■ DO THIS
Reproduce verbatim the passage of the email reply about closing socket descriptors between "On Fri, Nov" and "Is it needed?", inclusive.

■ DOCUMENT SEGMENT
######
On Fri, Nov 13, 2020 at 11:51 AM Michael Wojcik
 wrote:
>
> > From: Brice André 
> > Sent: Friday, 13 November, 2020 09:13
>
> > "Does the server parent process close its copy of the conversation socket?"
> > I checked in my code, but it seems that no. Is it needed?
>
> You'll want to do it, for a few reasons:
>
> - You'll be leaking descriptors in the server, and eventually it will hit its 
> limit.
> - If the child process dies without cleanly closing its end of the 
> conversation,
> the parent will still have an open descriptor for the socket, so the network 
> stack
> won't terminate the TCP connection.
> - A related problem: If the child just closes its socket without calling 
> shutdown,
> no FIN will be sent to the client system (because the parent still has its 
> copy of
> the socket open). The client system will have the connection in one of the 
> termination
> states (FIN_WAIT, maybe? I don't have my references handy) until it times out.
> - A bug in the parent process might cause it to operate on the connected 
> socket,
> causing unexpected traffic on the connection.
> - All such sockets will be inherited by future child processes, and one of 
> them might
> erroneously perform some operation on one of them. Obviously there could also 
> be a
> security issue with this, depending on what your application does.
>
> Basically, when a descriptor is "handed off" to a child process by forking, 
> you
> generally want to close it in the parent, unless it's used for parent-child
> communication. (There are some cases where the parent wants to keep it open 
> for
> some reason, but they're rare.)
######
(Rows from a box labeling dataset)
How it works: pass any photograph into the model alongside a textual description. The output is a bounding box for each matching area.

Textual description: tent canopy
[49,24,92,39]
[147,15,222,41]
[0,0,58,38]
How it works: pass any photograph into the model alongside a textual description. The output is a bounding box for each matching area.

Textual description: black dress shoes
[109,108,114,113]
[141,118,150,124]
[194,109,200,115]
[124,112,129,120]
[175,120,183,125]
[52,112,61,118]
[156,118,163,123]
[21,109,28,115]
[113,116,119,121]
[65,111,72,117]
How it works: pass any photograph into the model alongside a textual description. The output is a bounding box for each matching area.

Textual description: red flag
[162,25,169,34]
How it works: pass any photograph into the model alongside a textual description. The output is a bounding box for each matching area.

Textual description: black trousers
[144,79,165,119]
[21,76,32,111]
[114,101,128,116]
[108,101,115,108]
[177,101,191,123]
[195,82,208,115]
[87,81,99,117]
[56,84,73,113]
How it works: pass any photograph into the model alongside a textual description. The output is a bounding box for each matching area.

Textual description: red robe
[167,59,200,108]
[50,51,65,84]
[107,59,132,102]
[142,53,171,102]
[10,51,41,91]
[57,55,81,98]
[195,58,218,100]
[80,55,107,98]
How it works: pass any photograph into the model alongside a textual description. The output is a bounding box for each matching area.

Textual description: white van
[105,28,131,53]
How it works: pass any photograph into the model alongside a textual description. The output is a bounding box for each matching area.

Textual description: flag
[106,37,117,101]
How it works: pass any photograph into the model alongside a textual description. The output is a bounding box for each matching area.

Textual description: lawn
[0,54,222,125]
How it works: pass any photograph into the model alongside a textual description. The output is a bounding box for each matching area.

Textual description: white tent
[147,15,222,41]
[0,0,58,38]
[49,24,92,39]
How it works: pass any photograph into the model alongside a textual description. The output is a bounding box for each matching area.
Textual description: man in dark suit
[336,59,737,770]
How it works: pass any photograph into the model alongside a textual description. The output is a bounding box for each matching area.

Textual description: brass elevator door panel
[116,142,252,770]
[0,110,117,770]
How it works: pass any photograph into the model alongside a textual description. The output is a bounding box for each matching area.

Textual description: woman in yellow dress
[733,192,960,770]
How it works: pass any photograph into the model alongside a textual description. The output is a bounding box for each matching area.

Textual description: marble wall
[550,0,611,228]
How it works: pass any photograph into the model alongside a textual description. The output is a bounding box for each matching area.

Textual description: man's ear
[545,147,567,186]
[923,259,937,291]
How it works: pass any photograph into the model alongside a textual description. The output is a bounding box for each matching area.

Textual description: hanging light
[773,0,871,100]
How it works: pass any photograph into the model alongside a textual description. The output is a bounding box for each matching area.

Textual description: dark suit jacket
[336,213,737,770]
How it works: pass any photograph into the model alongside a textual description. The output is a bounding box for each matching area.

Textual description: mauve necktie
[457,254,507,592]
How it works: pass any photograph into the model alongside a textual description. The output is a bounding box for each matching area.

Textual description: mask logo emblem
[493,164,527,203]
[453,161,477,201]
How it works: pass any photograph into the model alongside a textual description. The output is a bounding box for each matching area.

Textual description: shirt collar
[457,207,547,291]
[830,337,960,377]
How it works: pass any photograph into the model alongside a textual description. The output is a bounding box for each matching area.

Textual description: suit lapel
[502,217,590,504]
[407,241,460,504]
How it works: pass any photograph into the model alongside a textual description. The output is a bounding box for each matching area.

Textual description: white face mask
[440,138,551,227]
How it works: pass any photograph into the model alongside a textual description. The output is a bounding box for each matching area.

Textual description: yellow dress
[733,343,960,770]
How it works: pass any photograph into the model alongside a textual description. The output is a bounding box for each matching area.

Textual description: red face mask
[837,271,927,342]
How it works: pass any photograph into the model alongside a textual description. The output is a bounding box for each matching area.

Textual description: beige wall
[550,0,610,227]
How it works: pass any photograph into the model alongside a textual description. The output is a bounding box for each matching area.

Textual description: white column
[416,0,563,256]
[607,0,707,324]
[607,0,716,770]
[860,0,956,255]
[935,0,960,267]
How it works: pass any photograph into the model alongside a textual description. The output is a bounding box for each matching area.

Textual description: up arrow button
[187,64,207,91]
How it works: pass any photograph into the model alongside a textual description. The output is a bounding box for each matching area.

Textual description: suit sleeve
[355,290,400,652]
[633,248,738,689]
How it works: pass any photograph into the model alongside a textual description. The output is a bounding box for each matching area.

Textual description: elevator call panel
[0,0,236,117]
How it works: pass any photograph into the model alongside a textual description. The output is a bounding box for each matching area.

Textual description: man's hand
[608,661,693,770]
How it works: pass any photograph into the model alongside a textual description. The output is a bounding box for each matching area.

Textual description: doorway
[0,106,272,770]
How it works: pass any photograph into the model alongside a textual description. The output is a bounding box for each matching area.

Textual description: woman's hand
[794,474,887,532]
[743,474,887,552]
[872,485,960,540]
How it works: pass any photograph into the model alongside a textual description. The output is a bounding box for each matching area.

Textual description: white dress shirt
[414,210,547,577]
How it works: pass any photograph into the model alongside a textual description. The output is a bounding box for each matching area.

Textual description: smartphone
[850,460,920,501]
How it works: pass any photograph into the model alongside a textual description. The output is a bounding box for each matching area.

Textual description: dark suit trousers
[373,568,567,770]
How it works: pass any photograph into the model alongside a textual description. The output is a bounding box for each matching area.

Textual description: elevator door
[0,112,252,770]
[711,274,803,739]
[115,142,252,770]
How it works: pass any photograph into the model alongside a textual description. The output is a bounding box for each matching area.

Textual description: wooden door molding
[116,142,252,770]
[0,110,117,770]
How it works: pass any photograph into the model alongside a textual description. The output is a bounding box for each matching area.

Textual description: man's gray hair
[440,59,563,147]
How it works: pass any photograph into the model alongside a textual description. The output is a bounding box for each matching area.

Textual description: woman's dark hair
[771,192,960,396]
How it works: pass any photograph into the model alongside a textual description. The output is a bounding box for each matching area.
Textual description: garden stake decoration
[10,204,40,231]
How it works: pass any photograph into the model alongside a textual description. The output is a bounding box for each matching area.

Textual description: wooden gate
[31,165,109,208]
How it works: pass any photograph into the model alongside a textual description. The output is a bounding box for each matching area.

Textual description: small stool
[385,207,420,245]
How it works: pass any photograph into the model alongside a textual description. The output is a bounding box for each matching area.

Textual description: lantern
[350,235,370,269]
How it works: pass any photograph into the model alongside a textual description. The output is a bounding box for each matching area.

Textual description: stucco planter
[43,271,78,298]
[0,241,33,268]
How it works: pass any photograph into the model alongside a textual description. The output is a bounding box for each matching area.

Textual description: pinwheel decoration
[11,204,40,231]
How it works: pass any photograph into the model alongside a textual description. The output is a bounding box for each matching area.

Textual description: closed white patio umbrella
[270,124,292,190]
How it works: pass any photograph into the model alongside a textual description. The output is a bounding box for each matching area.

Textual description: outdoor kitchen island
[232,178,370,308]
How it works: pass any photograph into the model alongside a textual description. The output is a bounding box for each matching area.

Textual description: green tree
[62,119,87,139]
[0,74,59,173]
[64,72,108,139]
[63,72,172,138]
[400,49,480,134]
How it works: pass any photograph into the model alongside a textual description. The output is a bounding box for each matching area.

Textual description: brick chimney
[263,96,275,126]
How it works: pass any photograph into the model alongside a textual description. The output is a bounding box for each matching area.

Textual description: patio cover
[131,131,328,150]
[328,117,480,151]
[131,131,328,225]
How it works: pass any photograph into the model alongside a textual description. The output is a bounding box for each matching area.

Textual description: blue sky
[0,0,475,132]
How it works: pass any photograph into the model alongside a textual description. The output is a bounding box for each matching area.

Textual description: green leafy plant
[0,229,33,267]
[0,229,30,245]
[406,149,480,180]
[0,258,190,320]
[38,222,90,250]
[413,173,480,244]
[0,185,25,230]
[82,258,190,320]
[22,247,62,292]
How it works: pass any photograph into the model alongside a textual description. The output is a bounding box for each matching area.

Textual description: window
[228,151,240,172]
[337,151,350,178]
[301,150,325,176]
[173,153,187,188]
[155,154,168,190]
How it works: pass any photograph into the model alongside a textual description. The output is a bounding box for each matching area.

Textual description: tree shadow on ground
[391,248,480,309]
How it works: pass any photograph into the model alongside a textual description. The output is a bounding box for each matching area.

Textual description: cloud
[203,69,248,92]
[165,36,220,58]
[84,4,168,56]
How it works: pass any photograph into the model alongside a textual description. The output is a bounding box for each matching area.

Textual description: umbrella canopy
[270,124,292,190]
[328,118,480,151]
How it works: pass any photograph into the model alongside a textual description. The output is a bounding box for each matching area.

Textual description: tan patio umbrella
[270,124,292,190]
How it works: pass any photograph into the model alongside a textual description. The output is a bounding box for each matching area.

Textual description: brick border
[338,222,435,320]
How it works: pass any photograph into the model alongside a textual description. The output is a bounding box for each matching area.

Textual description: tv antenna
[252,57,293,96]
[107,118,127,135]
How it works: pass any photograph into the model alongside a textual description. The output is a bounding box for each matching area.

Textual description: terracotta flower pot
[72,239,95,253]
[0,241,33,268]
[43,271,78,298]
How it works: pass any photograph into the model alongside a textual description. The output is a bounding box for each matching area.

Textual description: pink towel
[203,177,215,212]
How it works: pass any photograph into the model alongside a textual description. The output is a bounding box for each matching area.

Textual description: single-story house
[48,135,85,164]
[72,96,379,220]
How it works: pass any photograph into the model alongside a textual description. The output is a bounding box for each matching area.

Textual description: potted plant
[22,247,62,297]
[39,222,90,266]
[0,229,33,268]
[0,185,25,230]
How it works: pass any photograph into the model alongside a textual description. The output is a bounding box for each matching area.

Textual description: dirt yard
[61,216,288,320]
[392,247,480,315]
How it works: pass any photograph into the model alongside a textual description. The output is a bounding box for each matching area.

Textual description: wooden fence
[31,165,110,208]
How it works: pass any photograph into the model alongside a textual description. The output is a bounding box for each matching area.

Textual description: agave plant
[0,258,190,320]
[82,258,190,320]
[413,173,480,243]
######
■ FINAL RESULT
On Fri, Nov 13, 2020 at 11:51 AM Michael Wojcik
 wrote:
>
> > From: Brice André 
> > Sent: Friday, 13 November, 2020 09:13
>
> > "Does the server parent process close its copy of the conversation socket?"
> > I checked in my code, but it seems that no. Is it needed?